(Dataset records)
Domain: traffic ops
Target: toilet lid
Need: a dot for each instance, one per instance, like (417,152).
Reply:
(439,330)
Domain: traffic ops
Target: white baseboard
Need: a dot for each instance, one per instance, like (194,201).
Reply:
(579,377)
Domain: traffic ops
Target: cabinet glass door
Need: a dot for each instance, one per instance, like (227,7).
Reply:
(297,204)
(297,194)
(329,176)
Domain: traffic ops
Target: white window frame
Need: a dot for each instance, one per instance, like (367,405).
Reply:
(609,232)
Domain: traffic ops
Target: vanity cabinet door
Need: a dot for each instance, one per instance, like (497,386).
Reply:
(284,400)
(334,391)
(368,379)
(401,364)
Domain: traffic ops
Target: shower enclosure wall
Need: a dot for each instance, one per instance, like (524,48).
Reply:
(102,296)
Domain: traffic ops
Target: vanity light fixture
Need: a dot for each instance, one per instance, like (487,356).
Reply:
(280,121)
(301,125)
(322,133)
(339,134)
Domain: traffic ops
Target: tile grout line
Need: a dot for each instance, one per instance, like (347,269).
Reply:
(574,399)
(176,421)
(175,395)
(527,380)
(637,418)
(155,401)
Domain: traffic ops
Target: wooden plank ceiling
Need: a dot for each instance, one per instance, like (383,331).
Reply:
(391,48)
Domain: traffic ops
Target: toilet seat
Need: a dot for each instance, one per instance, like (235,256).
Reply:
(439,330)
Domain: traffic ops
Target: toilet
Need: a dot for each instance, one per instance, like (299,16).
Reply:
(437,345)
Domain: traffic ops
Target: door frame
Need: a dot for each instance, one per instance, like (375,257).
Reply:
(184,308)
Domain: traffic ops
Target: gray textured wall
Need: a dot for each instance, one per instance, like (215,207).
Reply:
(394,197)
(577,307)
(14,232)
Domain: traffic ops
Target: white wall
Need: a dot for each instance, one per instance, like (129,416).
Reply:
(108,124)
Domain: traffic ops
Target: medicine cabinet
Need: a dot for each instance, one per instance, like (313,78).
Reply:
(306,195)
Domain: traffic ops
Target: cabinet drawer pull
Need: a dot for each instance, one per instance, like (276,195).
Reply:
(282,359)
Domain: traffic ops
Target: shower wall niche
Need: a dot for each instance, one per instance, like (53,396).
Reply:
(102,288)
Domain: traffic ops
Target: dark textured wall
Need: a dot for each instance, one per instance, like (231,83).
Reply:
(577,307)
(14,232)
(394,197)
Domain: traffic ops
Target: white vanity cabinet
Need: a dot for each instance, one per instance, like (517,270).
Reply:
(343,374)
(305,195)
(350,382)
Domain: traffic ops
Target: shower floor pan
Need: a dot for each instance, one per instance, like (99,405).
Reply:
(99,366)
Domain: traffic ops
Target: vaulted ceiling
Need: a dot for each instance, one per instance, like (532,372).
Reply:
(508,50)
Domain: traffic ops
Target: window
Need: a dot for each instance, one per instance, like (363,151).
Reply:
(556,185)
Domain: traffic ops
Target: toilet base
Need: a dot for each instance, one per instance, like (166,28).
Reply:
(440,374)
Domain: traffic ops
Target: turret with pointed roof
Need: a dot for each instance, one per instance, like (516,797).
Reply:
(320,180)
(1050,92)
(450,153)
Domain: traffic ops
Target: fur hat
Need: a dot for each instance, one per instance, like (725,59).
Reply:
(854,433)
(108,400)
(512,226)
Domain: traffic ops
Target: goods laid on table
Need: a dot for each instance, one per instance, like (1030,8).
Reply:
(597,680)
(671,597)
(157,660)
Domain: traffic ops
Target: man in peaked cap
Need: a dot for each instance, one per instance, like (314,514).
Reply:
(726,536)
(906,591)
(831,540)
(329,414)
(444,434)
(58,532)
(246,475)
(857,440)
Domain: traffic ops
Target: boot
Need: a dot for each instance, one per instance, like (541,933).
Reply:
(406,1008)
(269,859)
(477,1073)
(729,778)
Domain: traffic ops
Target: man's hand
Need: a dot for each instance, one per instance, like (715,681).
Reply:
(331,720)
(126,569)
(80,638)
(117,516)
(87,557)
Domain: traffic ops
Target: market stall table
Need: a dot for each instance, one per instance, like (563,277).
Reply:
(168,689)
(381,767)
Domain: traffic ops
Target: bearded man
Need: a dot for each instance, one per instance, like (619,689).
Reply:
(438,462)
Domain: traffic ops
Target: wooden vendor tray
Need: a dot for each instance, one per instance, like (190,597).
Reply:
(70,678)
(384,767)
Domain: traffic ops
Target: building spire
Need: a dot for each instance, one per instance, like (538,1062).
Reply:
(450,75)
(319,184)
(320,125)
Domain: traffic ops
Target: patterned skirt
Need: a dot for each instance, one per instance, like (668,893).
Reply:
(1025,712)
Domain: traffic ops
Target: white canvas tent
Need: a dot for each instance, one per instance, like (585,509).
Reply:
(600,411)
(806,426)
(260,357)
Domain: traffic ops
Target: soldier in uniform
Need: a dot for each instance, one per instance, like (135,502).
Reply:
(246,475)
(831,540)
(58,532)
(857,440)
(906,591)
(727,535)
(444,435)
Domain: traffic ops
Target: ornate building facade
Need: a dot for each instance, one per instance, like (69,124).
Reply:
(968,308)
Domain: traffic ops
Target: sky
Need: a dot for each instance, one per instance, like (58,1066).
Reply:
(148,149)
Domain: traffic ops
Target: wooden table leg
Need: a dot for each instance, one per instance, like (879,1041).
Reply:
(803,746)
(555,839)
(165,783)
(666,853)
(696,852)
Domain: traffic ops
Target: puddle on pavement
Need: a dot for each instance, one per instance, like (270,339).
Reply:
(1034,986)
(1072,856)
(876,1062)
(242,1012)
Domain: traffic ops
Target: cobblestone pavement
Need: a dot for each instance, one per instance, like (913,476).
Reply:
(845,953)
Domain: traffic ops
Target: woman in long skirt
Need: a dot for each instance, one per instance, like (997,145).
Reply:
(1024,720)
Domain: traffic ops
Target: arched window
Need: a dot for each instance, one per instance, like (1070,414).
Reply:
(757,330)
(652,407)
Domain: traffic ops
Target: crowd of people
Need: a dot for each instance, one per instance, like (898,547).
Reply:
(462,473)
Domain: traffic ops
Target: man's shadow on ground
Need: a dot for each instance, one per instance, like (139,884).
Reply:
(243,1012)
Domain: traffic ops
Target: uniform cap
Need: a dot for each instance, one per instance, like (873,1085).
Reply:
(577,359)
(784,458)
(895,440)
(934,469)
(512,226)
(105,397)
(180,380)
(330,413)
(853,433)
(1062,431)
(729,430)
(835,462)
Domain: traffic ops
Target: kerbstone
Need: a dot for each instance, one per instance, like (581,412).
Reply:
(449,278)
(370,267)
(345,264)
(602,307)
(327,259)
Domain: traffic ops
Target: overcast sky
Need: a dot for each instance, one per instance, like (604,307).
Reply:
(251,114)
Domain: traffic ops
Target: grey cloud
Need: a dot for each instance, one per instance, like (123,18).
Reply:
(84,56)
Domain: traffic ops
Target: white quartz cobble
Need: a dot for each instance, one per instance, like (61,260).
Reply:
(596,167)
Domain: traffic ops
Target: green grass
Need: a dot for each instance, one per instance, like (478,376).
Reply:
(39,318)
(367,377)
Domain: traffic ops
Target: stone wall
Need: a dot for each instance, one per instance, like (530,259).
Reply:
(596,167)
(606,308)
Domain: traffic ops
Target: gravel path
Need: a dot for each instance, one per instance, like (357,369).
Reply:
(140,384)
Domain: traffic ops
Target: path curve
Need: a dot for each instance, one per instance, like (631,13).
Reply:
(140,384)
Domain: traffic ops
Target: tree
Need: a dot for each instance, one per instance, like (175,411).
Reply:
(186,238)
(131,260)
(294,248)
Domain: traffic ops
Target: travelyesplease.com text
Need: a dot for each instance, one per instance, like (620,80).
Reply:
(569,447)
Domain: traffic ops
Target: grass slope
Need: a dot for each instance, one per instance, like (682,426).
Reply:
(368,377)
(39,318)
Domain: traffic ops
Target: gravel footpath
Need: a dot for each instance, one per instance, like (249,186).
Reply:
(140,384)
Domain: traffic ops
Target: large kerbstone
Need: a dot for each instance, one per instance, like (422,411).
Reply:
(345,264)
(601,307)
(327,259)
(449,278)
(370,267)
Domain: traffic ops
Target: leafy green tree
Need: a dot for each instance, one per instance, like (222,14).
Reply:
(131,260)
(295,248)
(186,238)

Stated problem ▸ Pick out every line in the material above that contains the word "ceiling" and copy each one.

Finished task ▸
Target: wooden plank ceiling
Target: vaulted ceiling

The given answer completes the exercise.